La forza di questo meccanismo sta nella sua apparente naturalezza: nessuno si sente complice, tutti si definiscono “solo riportatori”. In realtà, ognuno contribuisce a dare alla bugia una patina di legittimità che la rende resistente a qualsiasi smentita.
Fase 1 – La fonte di parte
Nel caso di Israele, la catena spesso inizia con Hamas o con organismi a esso collegati. Il “Ministero della Sanità di Gaza” – organo del governo di Hamas – diffonde cifre, accuse, immagini. Nessuna redazione internazionale lo presenta mai così: diventa “Ministero della Sanità” e basta, come se fosse la controparte sanitaria di un Paese occidentale.
Fase 2 – Le agenzie internazionali
Reuters, AFP, AP raccolgono e battono la notizia. Il virgolettato della fonte diventa titolo: “Raid israeliano provoca X vittime”. Le precisazioni (“secondo le autorità di Gaza”) scivolano in coda, dove pochi lettori arrivano. L’agenzia è lo snodo decisivo: la sua autorevolezza trasferisce alla notizia un sigillo che le televisioni e i giornali nazionali non mettono più in discussione.
Fase 3 – I media nazionali
Qui la notizia si trasforma in racconto domestico. I titoli diventano più emotivi, le foto più forti, le cifre più tonde. Se l’agenzia ha già impostato il frame, la redazione lo amplifica. Nessuno ha il tempo – o la voglia – di tornare alla fonte primaria, di verificare in modo indipendente. È più rapido confezionare un pezzo “di flusso” e passare al successivo.
Fase 4 – I social network
Una volta online, la notizia esplode. Titoli e immagini vengono rilanciati senza link, fuori contesto, con slogan che moltiplicano l’effetto emotivo. Quando, giorni o ore dopo, emerge la verità, il ciclo è già concluso: la smentita non ha alcuna possibilità di competere con il primo impatto virale.

**INFORMAZIONI**
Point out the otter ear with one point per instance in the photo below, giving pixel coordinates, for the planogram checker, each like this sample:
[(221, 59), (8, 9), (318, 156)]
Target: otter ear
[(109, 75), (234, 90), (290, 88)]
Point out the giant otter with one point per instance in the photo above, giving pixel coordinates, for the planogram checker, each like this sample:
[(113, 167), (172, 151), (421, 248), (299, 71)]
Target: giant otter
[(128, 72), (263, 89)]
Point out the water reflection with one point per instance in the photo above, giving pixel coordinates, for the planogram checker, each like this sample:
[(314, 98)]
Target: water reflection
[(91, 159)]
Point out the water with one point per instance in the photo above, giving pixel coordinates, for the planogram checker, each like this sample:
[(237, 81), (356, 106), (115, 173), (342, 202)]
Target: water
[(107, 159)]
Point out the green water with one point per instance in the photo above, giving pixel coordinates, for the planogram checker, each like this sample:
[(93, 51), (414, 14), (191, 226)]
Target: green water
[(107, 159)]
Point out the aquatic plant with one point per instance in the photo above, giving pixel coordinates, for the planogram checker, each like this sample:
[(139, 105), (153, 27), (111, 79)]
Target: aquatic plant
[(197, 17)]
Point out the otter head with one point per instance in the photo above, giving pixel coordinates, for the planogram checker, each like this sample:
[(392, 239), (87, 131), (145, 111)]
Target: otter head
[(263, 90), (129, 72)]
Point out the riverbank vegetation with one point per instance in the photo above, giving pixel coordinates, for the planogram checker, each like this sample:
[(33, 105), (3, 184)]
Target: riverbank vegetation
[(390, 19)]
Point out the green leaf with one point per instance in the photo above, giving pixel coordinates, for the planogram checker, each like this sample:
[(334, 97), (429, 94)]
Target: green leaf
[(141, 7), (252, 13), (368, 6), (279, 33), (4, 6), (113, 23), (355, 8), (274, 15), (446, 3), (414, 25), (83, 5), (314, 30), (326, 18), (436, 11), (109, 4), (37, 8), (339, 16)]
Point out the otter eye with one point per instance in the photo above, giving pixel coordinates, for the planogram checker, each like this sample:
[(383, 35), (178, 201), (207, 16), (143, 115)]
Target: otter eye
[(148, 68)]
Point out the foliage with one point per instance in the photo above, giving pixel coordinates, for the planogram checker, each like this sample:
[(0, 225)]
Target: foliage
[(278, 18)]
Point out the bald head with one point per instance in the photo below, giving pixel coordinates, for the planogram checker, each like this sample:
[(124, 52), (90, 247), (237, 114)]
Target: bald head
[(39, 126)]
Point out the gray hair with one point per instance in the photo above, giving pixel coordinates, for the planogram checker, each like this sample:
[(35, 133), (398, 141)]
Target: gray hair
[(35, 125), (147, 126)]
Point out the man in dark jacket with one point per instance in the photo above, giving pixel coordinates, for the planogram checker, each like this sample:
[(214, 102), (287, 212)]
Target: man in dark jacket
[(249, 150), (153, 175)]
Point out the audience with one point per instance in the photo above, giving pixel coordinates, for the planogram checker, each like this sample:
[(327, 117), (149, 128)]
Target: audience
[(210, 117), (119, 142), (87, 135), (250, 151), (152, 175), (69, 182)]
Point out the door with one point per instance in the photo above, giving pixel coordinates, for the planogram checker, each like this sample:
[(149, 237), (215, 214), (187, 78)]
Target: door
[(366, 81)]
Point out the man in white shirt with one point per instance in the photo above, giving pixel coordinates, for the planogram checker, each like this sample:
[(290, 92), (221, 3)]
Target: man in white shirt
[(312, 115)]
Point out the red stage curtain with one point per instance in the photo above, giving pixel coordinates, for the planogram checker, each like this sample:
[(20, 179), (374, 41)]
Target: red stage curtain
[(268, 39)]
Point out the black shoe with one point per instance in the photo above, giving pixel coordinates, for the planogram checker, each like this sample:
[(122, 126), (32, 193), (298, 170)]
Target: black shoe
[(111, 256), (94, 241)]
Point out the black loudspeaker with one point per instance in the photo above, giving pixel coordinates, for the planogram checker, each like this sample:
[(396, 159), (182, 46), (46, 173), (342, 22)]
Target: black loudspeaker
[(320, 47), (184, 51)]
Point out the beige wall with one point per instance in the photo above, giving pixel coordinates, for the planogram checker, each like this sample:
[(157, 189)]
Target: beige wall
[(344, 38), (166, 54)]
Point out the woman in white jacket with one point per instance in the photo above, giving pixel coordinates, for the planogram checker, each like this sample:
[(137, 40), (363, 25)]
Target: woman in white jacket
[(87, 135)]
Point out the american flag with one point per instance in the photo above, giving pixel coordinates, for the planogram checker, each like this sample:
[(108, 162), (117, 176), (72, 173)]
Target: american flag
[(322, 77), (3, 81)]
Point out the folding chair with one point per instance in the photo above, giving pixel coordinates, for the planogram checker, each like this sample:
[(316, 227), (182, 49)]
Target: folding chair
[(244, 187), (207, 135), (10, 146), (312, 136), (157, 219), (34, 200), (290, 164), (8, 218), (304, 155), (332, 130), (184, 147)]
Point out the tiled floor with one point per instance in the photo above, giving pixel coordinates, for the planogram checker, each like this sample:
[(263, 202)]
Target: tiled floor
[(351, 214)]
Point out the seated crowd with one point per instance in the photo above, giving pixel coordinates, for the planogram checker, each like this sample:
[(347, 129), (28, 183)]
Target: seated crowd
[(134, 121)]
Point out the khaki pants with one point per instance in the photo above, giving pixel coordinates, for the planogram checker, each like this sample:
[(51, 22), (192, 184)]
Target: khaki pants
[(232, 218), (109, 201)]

**ELENCO COMPITI**
**a)** Nel testo sulla catena delle notizie, quali agenzie raccolgono e battono la notizia nella Fase 2?
**b)** Prosegui il testo sulla catena delle notizie a partire dall'ultima frase riportata.

**ELENCO RISPOSTE**
**a)** Reuters, AFP e AP.

**b)**
Un caso concreto? Nuseirat, 8 giugno 2024
Quel giorno, l’IDF lancia un’operazione a Gaza per liberare quattro ostaggi israeliani. Poche ore dopo, il “Ministero della Sanità di Gaza” diffonde un comunicato: “Più di 200 civili uccisi in un massacro israeliano”. Reuters, AFP e AP rilanciano i numeri senza verificarli. Le principali testate – dal Guardian a El País – titolano sulla “strage” e sul “costo umano” dell’operazione, minimizzando il fatto che erano stati salvati quattro ostaggi rapiti l’ottobre precedente. Sui social, il racconto si riduce a una formula: “Israele uccide centinaia di civili per salvare quattro persone”.
Nei giorni seguenti, emergono dati diversi: molti dei morti erano miliziani armati, la cifra iniziale era gonfiata, e Hamas aveva usato i civili come scudi umani. Ma a quel punto l’immagine era già fissata: Israele come aggressore spietato, gli ostaggi come pretesto, e la realtà dei fatti relegata a note a piè di pagina.
Il problema non è solo che la verità arrivi tardi. È che, quando arriva, trova il campo occupato: l’immagine mentale si è già formata, l’indignazione si è già consumata, il giudizio è già stato emesso. Chi diffonde la smentita appare difensore di Israele, e quindi sospetto.
Questo sistema è una catena di montaggio perché ogni passaggio aggiunge un elemento di apparente solidità e credibilità: la fonte è “ufficiale”, l’agenzia è “affidabile”, il quotidiano nazionale è “autorevole”, il social network è “popolare”. Ma la materia prima, se è tossica, resta tossica. E una volta distribuita in milioni di copie, nessuna rettifica potrà mai bonificare il danno.
In guerra, la prima vittima è la verità. Ma nella guerra mediatica su Israele, la verità non muore per caso: viene sacrificata scientemente sull’altare della velocità, dell’emotività e di un pregiudizio consolidato. E in questo sacrificio, tutti – dal cronista distratto al direttore compiacente – hanno le mani sporche.